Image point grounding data
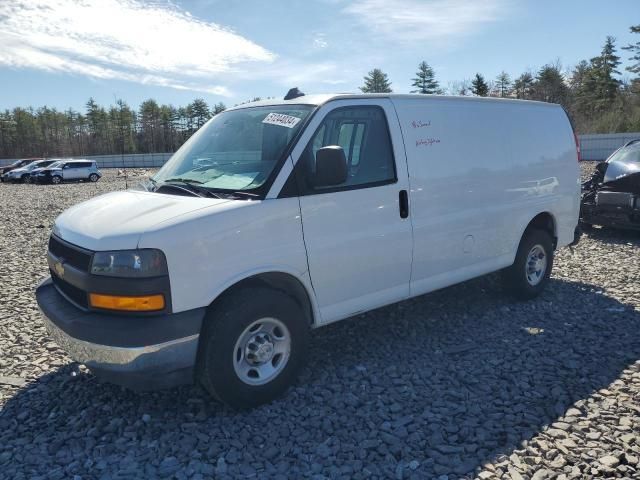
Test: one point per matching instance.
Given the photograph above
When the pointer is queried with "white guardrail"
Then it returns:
(593, 147)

What is expected: Print exactly, and only, the lines from the line that contains "Given the photograph above" through the last line of the records.

Written solution:
Given the photograph above
When the pointer is queried with "white guardrail"
Then it returns:
(593, 147)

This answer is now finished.